Tuesday, July 25, 2017

A tale of two cities


Image from Mish Sedlock's essay

Mish Sedlock has a very good essay over at Zerohedge about Cook County, Illinois's loss of population.

His underlying thesis is that governmental units will not be able to tax their way out of their budget problems.  This is not a Laffer Curve argument.  This is a votes-with-their-feet argument.

The Laffer Curve is based on the belief that high marginal tax rates reduce economic activity because it shrinks the marginal gain (profit) from incremental activity.  As a kid you might have been willing to do ten pushups for a fudgesicle.  How many pushups would you be willing to do if the fudgesicle already had four large bites already taken out of it?  Probably not ten.

I think it is a great essay but have a couple of issues with Mish's chart.

This is with a linear scale on the vertical axis.  The two counties seem to track parallel to each other and then Wayne County slides into the ditch after 1970 while Cook County seems to plateau.  Even though it "plateaued" it is problematic that Cook County's population declined in three of the last four decades.
For one thing, it lacks context.  Why didn't he show how Cook County's population compares to other rust-belt cities? 
Charted with a Log scale, Cook County, Ill and Wayne County, Mi.
Another issue regards the scale.  In my humble opinion, the best scale when discussing changes over a long time period is to use a logarithmic scale.  Log scales are magical because an equal vertical increment is the same, percentage wise, anywhere on the chart.
New York City 1903
New York City, 1913. 
Comparing Wayne County (Detroit) and Cook County (Chicago) makes them look very different.  Wayne County was a one-trick pony.  Wayne County showed explosive growth in the first quarter of the last century as automobiles took over the country and went into a long slide starting in the mid-1960s.

Cook County has a more diverse economy.  The county grew but not as explosively (in percentage terms) as Wayne County.

While some might take heart in the fact that Cook County population pretty much plateaued post-1970 (as opposed to dropping), it should be noticed that the only other time Cook County showed a decade-on-decade flatline was the 1930s when the country endured a depression.

Predicting implosions is tricky business.  Observers can document the potential energy but they cannot predict the triggering event.  Cook County (and Illinois) could be on its knees in 2018 or it could stumble along for another thirty years.

→ **Data extract**:
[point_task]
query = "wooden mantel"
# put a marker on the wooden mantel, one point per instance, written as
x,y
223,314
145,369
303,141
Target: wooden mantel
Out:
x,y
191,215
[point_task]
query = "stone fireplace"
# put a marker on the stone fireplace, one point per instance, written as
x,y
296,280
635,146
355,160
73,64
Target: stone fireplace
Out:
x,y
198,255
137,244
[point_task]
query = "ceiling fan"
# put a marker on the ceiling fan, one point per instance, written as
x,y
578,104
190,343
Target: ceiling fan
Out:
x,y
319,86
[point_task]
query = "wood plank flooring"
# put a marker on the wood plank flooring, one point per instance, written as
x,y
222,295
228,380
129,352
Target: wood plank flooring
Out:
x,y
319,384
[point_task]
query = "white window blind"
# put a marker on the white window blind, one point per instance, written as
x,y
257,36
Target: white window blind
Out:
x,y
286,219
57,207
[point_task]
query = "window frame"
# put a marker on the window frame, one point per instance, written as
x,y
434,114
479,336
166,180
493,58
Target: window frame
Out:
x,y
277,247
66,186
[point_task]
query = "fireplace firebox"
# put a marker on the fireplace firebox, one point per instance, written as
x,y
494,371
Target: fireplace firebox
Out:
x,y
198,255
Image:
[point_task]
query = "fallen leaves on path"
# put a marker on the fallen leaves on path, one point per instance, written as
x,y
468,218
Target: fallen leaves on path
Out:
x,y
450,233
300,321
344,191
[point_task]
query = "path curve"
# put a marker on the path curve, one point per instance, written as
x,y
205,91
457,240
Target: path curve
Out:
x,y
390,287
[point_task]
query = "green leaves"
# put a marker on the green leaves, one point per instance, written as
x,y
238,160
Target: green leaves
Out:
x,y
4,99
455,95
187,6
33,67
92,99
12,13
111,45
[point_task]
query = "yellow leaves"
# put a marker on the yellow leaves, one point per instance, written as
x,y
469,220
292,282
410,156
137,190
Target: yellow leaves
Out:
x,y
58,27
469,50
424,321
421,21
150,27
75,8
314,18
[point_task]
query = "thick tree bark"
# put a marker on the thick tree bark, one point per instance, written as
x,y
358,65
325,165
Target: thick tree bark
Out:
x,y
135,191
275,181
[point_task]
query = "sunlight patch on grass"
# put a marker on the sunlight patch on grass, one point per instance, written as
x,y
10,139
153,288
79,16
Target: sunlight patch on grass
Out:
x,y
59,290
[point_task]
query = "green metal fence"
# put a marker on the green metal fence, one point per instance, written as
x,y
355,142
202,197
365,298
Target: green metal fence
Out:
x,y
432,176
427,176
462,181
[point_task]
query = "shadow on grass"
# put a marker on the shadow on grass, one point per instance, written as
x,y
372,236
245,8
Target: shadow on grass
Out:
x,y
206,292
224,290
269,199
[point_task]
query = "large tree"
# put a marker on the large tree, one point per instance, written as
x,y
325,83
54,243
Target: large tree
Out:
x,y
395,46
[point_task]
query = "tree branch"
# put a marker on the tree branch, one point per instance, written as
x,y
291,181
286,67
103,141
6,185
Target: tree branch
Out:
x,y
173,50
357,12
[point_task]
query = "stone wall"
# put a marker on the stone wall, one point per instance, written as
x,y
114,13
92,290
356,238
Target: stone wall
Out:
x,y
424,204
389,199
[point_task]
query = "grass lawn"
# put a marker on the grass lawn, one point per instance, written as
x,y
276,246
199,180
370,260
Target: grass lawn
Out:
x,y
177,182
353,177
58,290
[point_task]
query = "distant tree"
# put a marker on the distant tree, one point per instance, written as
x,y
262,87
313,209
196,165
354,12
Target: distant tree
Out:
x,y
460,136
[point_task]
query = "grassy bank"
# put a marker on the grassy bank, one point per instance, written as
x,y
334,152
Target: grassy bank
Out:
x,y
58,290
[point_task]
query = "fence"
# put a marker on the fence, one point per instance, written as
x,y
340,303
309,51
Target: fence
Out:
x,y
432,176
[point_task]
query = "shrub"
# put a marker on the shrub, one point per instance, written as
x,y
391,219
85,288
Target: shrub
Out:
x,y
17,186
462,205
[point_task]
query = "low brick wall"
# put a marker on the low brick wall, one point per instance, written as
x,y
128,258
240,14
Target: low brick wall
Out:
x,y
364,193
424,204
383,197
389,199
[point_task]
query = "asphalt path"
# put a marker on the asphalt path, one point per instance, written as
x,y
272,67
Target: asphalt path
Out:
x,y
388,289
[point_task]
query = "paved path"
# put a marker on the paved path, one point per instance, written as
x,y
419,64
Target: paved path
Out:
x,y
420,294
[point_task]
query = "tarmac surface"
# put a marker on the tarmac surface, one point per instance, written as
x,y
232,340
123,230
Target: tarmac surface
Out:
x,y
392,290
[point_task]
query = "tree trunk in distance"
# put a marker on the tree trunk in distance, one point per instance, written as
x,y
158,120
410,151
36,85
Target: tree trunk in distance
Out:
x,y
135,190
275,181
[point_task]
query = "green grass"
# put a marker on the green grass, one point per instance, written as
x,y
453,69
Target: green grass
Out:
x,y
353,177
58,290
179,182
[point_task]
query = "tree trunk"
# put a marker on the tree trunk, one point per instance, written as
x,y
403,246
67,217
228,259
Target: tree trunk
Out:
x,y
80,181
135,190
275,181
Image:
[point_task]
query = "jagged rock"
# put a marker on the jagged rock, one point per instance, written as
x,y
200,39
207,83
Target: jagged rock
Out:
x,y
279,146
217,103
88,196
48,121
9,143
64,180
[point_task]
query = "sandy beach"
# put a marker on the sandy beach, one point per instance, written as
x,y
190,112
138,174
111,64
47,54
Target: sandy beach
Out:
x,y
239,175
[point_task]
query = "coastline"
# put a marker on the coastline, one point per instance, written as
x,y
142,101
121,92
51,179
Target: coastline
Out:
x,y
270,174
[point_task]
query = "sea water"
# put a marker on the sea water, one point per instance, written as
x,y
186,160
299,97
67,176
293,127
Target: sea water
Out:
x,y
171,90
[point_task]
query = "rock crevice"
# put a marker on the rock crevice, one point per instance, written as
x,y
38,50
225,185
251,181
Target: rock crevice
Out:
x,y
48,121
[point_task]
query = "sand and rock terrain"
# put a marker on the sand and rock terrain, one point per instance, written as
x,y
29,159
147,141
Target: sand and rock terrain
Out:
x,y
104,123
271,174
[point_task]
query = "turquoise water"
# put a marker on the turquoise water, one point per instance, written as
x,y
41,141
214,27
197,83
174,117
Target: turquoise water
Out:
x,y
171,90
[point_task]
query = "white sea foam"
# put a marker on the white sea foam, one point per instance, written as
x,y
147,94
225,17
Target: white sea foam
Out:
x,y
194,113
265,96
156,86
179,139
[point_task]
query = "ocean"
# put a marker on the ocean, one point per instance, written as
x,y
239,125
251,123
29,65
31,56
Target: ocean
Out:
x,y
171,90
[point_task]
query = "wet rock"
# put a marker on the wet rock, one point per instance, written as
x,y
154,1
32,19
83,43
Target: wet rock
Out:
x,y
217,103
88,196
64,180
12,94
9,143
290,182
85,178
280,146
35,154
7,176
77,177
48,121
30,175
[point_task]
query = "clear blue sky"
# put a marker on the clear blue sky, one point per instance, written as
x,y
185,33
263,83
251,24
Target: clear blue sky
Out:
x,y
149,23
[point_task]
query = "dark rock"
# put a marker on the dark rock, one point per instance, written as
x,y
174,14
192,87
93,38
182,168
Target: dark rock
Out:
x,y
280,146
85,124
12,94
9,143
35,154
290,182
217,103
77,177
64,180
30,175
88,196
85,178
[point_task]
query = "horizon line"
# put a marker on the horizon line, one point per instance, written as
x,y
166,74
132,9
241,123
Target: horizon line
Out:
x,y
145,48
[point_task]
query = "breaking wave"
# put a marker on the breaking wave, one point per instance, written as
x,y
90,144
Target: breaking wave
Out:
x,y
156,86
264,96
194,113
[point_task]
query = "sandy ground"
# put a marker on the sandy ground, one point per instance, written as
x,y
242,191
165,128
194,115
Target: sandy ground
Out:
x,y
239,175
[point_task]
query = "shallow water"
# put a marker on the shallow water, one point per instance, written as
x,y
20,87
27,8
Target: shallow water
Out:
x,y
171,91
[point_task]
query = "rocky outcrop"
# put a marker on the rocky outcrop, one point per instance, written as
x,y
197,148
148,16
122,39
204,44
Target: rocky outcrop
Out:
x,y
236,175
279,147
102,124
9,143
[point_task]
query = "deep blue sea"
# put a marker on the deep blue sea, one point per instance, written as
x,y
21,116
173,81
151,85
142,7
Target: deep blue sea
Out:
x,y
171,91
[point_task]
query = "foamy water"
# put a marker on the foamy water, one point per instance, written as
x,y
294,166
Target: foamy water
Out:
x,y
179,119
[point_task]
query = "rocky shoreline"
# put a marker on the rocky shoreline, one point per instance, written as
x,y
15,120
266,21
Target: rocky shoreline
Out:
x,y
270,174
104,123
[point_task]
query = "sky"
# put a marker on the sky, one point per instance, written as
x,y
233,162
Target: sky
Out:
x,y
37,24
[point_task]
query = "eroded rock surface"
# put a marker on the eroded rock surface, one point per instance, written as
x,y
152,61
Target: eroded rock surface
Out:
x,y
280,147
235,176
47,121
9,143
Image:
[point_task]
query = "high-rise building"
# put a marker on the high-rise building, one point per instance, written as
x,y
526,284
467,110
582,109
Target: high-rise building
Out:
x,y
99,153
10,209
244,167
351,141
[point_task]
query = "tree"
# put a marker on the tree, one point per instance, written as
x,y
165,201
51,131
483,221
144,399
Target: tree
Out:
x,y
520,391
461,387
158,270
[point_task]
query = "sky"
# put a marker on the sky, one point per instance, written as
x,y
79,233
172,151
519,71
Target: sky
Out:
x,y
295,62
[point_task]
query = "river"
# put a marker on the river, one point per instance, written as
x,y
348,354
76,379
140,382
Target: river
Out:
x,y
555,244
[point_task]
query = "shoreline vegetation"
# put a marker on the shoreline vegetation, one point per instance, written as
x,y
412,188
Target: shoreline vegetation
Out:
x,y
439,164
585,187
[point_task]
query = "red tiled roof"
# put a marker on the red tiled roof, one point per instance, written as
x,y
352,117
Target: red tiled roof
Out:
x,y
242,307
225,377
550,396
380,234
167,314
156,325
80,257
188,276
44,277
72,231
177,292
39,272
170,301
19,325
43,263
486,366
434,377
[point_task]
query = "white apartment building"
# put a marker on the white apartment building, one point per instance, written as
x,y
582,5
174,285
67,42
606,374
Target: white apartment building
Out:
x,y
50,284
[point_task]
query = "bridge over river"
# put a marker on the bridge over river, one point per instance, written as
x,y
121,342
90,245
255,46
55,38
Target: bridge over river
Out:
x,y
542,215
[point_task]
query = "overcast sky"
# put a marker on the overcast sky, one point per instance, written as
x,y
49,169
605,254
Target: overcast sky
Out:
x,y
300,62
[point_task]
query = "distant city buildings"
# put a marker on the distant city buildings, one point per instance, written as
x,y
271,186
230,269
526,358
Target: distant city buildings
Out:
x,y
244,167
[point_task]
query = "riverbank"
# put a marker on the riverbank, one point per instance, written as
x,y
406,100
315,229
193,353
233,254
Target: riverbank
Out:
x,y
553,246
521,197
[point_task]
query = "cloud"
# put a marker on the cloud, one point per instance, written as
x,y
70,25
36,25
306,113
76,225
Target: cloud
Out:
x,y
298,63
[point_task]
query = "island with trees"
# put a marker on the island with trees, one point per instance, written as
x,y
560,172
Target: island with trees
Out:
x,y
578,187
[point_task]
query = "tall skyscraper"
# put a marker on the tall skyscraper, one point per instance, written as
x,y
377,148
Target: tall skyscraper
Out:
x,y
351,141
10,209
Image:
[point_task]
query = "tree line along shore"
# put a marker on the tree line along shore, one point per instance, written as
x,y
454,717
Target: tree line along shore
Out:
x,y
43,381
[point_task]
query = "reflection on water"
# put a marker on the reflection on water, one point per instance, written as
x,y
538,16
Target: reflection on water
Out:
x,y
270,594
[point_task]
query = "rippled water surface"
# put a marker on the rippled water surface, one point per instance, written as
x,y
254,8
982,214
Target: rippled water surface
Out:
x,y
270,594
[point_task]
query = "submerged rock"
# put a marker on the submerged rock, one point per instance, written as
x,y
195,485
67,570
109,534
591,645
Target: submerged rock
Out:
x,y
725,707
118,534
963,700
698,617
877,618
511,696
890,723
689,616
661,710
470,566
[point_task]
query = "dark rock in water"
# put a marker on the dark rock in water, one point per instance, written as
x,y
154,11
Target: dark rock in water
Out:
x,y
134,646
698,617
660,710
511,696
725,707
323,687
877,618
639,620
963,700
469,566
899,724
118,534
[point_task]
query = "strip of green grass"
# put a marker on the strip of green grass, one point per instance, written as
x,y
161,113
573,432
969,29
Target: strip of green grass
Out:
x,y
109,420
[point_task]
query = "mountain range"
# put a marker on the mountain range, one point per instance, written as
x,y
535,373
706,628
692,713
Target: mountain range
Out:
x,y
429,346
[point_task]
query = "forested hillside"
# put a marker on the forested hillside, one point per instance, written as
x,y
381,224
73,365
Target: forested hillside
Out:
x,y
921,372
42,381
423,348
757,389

→ **About this exercise**: According to the blog post on Cook County's population, when was the only other time Cook County showed a decade-on-decade flatline?

→ **Task response**: The 1930s, when the country endured a depression.